Write out, precisely and in full, each line of the material.

════════════════════

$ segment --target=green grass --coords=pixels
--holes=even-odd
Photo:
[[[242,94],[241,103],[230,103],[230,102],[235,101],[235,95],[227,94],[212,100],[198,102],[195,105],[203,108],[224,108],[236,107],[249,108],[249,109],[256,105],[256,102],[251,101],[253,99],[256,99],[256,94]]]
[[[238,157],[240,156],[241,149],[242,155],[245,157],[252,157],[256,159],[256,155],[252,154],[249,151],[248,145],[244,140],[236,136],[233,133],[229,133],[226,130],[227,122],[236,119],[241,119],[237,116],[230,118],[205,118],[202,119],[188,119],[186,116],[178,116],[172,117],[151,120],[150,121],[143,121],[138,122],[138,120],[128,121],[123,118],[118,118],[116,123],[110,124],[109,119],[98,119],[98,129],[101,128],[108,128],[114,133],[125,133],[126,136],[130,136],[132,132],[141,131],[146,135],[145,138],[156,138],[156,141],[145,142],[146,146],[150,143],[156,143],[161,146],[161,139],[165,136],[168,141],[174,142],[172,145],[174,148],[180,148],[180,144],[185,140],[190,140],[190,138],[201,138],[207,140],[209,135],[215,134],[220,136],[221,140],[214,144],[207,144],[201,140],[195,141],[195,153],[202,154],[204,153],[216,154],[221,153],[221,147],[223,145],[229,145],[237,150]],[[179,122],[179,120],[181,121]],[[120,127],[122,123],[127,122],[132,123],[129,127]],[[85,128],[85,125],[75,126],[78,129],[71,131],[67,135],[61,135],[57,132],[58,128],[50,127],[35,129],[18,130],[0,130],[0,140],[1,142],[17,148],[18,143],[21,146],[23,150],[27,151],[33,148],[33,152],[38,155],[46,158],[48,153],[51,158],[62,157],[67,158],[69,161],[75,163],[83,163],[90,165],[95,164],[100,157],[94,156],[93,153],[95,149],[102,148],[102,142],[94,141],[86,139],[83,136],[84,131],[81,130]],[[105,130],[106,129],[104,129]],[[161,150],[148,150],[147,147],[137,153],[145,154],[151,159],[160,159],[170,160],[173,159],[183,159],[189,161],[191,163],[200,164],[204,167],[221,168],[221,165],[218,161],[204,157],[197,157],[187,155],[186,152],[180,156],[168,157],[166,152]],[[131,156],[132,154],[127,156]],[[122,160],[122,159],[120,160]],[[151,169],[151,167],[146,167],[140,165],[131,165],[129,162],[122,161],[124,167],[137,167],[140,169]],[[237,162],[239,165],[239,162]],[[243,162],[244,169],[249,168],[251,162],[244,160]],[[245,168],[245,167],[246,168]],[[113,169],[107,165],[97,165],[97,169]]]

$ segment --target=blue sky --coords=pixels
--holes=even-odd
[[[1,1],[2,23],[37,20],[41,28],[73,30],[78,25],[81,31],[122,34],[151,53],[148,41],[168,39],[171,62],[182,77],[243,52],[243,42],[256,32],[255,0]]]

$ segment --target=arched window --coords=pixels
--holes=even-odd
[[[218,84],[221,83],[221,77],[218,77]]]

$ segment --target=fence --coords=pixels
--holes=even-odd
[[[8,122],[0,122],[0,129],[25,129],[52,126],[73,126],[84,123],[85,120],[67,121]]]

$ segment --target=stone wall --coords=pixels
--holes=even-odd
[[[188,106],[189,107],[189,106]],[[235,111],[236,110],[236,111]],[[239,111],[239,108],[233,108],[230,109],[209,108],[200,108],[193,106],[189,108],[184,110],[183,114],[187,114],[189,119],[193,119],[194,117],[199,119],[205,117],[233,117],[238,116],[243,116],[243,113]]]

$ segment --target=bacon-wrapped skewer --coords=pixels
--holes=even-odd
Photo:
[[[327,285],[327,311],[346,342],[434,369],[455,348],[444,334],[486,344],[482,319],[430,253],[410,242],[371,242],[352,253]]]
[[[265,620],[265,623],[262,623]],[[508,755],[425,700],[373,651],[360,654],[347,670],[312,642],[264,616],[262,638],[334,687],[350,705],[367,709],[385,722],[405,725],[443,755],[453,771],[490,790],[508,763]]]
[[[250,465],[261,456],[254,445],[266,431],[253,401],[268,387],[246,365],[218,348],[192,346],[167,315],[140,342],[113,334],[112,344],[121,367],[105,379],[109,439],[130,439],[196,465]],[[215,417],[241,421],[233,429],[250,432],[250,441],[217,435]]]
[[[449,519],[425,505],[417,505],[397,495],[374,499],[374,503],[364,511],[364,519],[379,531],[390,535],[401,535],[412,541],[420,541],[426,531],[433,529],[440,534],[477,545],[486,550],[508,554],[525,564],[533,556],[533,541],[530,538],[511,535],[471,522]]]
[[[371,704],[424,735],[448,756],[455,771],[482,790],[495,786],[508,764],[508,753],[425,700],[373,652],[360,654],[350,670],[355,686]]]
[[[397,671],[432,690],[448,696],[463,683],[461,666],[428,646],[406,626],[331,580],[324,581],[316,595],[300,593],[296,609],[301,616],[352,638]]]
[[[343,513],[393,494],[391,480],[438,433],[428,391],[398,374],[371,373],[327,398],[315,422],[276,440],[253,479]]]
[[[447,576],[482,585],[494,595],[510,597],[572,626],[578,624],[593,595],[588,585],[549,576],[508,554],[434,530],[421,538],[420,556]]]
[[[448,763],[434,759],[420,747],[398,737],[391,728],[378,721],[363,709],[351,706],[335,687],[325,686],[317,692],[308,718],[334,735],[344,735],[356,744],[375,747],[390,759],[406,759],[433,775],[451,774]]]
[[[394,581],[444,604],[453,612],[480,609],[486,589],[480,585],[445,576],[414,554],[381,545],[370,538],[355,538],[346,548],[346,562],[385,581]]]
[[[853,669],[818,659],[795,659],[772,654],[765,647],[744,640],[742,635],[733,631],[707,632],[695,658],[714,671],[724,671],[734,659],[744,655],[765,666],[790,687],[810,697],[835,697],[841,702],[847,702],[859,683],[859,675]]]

════════════════════

RESPONSE >>
$ segment --target=green grass --coords=pixels
--holes=even-odd
Photo:
[[[242,94],[241,103],[230,103],[230,102],[235,101],[235,95],[227,94],[212,100],[198,102],[195,105],[203,108],[224,108],[236,107],[249,108],[249,109],[256,105],[256,102],[251,101],[253,99],[256,99],[256,94]]]
[[[238,157],[240,156],[241,149],[242,155],[245,157],[252,157],[256,159],[256,155],[252,154],[249,151],[248,145],[244,140],[236,136],[233,133],[229,133],[226,130],[227,122],[236,119],[241,119],[237,116],[230,118],[205,118],[202,119],[188,119],[186,116],[178,116],[172,117],[151,120],[150,121],[143,121],[138,122],[138,120],[128,121],[123,118],[118,118],[116,123],[110,124],[109,119],[98,119],[98,129],[101,128],[108,128],[114,133],[125,133],[126,136],[130,136],[132,132],[141,131],[146,135],[145,138],[156,138],[156,141],[145,142],[146,146],[150,143],[156,143],[161,146],[161,139],[165,136],[168,141],[174,142],[172,145],[174,148],[180,148],[180,144],[185,140],[190,140],[190,138],[201,138],[207,140],[209,135],[215,134],[220,136],[221,140],[214,144],[207,144],[201,140],[195,141],[195,153],[202,154],[204,153],[216,154],[221,153],[221,147],[223,145],[229,145],[237,150]],[[179,122],[179,120],[181,121]],[[120,127],[122,123],[127,122],[132,123],[129,127]],[[85,128],[85,125],[75,126],[78,129],[71,131],[67,135],[61,135],[57,132],[58,128],[50,127],[35,129],[18,130],[0,130],[0,140],[1,142],[17,148],[18,143],[21,146],[23,150],[27,151],[33,148],[33,152],[38,155],[46,158],[48,153],[51,158],[62,157],[67,158],[69,161],[75,163],[83,163],[90,165],[95,164],[100,157],[94,156],[93,153],[95,149],[102,148],[102,142],[94,141],[86,139],[83,136],[84,131],[81,130]],[[105,130],[106,129],[104,129]],[[161,150],[148,150],[147,147],[137,153],[145,154],[151,159],[160,159],[170,160],[173,159],[183,159],[189,161],[191,163],[200,164],[204,167],[221,168],[221,165],[218,161],[204,157],[197,157],[187,155],[186,152],[180,156],[168,157],[166,152]],[[131,156],[132,154],[127,156]],[[122,160],[122,159],[120,160]],[[151,169],[151,167],[146,167],[140,165],[131,165],[129,162],[122,161],[124,167],[137,167],[140,169]],[[237,162],[239,165],[239,162]],[[243,162],[244,169],[249,168],[251,162],[244,160]],[[245,168],[245,167],[246,168]],[[113,169],[107,165],[97,165],[97,169]]]

$ segment --target=blue sky --coords=pixels
--holes=even-odd
[[[1,1],[2,23],[37,20],[41,28],[73,30],[78,25],[81,31],[122,34],[151,53],[148,41],[168,39],[171,62],[182,77],[243,52],[243,42],[256,32],[255,0]]]

$ segment --target=arched window --coords=pixels
--holes=even-odd
[[[218,84],[221,83],[221,77],[218,77]]]

$ segment --target=fence --coords=pixels
--holes=even-odd
[[[8,122],[0,122],[0,129],[25,129],[52,126],[73,126],[84,123],[85,120],[67,121]]]

$ segment --target=stone wall --coords=pixels
--holes=even-odd
[[[188,106],[189,107],[189,106]],[[235,111],[236,110],[236,111]],[[239,111],[239,108],[233,108],[230,109],[209,108],[200,108],[193,106],[189,108],[184,110],[183,114],[187,114],[189,119],[193,119],[194,117],[199,119],[205,117],[233,117],[238,116],[243,116],[243,113]]]

$ segment --target=bacon-wrapped skewer --coords=pixels
--holes=even-odd
Photo:
[[[327,285],[327,311],[346,342],[434,369],[455,348],[444,334],[486,344],[482,319],[430,253],[410,242],[371,242],[352,253]]]
[[[265,620],[265,623],[262,623]],[[508,755],[425,700],[373,651],[360,654],[347,670],[312,642],[264,616],[262,638],[334,687],[350,705],[367,709],[385,722],[405,725],[443,755],[453,771],[490,790],[508,763]]]
[[[250,465],[261,456],[254,445],[266,431],[253,401],[268,387],[246,365],[218,348],[192,346],[167,315],[140,342],[113,334],[112,344],[121,367],[105,379],[109,439],[130,439],[196,465]],[[215,417],[241,421],[233,429],[250,432],[250,441],[217,435]]]
[[[449,519],[425,505],[417,505],[397,495],[374,499],[374,503],[364,511],[364,519],[379,531],[390,535],[401,535],[412,541],[420,541],[426,531],[433,529],[440,534],[477,545],[486,550],[508,554],[525,564],[533,556],[533,541],[530,538],[511,535],[471,522]]]
[[[371,704],[424,735],[448,756],[455,771],[482,790],[495,786],[508,764],[508,753],[425,700],[373,652],[360,654],[350,670],[355,686]]]
[[[397,671],[432,690],[448,696],[463,683],[461,666],[428,646],[406,626],[331,580],[324,581],[316,595],[300,593],[296,609],[301,616],[352,638]]]
[[[343,513],[393,494],[391,480],[438,433],[428,391],[398,374],[371,373],[327,398],[315,422],[276,440],[253,479]]]
[[[447,576],[482,585],[494,595],[510,597],[572,626],[578,624],[593,595],[588,585],[549,576],[508,554],[434,530],[421,538],[420,556]]]
[[[448,763],[434,759],[420,747],[398,737],[391,728],[378,721],[363,709],[351,706],[335,687],[325,686],[317,692],[308,718],[334,735],[344,735],[356,744],[375,747],[390,759],[406,759],[433,775],[451,774]]]
[[[394,581],[444,604],[453,612],[480,609],[486,589],[480,585],[445,576],[414,554],[381,545],[370,538],[355,538],[346,548],[346,562],[385,581]]]
[[[853,669],[818,659],[795,659],[772,654],[765,647],[744,640],[742,635],[733,631],[707,632],[695,658],[714,671],[724,671],[734,659],[744,655],[765,666],[790,687],[810,697],[835,697],[841,702],[847,702],[859,683],[859,675]]]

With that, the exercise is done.